## Stated goal
Present the lines from the one containing "As a warehouse robot's perception module, locate grass" through the last line, inclusive, as a Markdown table with two columns, Row and Line. Number the rows in order and omit blank lines.

## Entries shown

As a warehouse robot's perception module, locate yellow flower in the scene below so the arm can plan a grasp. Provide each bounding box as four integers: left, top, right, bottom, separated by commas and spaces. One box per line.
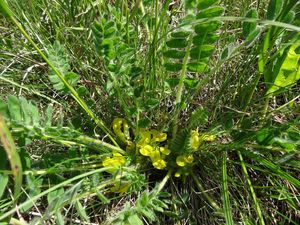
176, 155, 194, 167
159, 147, 171, 155
102, 152, 126, 173
185, 155, 194, 164
152, 159, 167, 170
137, 129, 151, 146
190, 130, 200, 151
201, 134, 216, 142
176, 155, 186, 167
110, 181, 130, 194
140, 145, 154, 156
151, 130, 167, 142
174, 171, 181, 177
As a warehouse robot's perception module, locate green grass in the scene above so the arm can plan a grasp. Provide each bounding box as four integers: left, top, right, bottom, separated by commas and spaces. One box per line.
0, 0, 300, 224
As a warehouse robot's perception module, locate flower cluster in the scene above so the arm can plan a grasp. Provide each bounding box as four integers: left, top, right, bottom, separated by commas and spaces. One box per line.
103, 118, 215, 177
137, 129, 171, 170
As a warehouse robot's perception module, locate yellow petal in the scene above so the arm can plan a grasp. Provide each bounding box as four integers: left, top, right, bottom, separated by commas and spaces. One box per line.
150, 149, 161, 162
140, 145, 153, 156
174, 172, 181, 177
159, 147, 171, 155
176, 155, 186, 167
185, 155, 194, 163
152, 159, 167, 170
151, 130, 167, 142
201, 134, 216, 141
190, 130, 200, 150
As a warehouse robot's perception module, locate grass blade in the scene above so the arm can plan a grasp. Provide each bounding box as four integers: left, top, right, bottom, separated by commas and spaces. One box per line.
247, 151, 300, 188
222, 152, 234, 225
0, 115, 23, 199
238, 151, 265, 225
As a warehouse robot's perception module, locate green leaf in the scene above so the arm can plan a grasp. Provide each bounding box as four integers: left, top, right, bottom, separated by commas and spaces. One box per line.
190, 45, 215, 60
195, 21, 222, 35
45, 105, 53, 127
164, 63, 182, 72
0, 174, 8, 200
0, 0, 13, 17
266, 0, 283, 20
7, 95, 22, 121
221, 43, 236, 60
0, 115, 23, 199
145, 98, 160, 108
196, 6, 224, 19
171, 31, 191, 38
48, 41, 80, 92
193, 34, 219, 46
222, 152, 234, 225
166, 38, 188, 48
75, 200, 90, 222
20, 174, 43, 213
197, 0, 219, 10
187, 62, 208, 73
243, 9, 258, 39
0, 98, 9, 118
163, 50, 185, 59
265, 42, 300, 94
245, 27, 261, 47
128, 214, 144, 225
55, 210, 65, 225
65, 72, 80, 86
189, 107, 209, 129
244, 151, 300, 188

## Response for this exercise
| Row | Line |
|---|---|
| 1 | As a warehouse robot's perception module, locate grass blade in the scene above so the arm can plan a grasp. Provide each bounding box as four integers: left, top, right, bottom, separated by commas and spaces. One box per line. |
| 2 | 247, 151, 300, 188 |
| 3 | 222, 152, 234, 225 |
| 4 | 0, 115, 23, 199 |
| 5 | 238, 151, 265, 225 |
| 6 | As a warehouse robot's perception module, locate green leaf in the scene above so the arm can plan a grasp. Provide each bounding box as four integers: left, top, right, bottom, separated by commas and spaces. One box per line. |
| 7 | 190, 45, 215, 60 |
| 8 | 195, 21, 222, 35 |
| 9 | 45, 105, 53, 127 |
| 10 | 164, 63, 182, 72 |
| 11 | 0, 174, 8, 200 |
| 12 | 0, 0, 13, 17 |
| 13 | 266, 0, 283, 20 |
| 14 | 7, 95, 22, 121 |
| 15 | 221, 43, 236, 60 |
| 16 | 0, 115, 23, 199 |
| 17 | 145, 98, 160, 108 |
| 18 | 196, 6, 224, 19 |
| 19 | 171, 31, 191, 38 |
| 20 | 48, 41, 80, 92 |
| 21 | 193, 34, 219, 46 |
| 22 | 222, 152, 234, 225 |
| 23 | 166, 38, 188, 48 |
| 24 | 75, 200, 90, 222 |
| 25 | 20, 174, 43, 213 |
| 26 | 197, 0, 219, 10 |
| 27 | 187, 62, 208, 73 |
| 28 | 243, 9, 258, 39 |
| 29 | 0, 98, 9, 118 |
| 30 | 163, 50, 185, 59 |
| 31 | 265, 42, 300, 94 |
| 32 | 245, 27, 261, 47 |
| 33 | 128, 214, 144, 225 |
| 34 | 55, 210, 65, 225 |
| 35 | 65, 72, 80, 86 |
| 36 | 189, 107, 209, 129 |
| 37 | 244, 151, 300, 188 |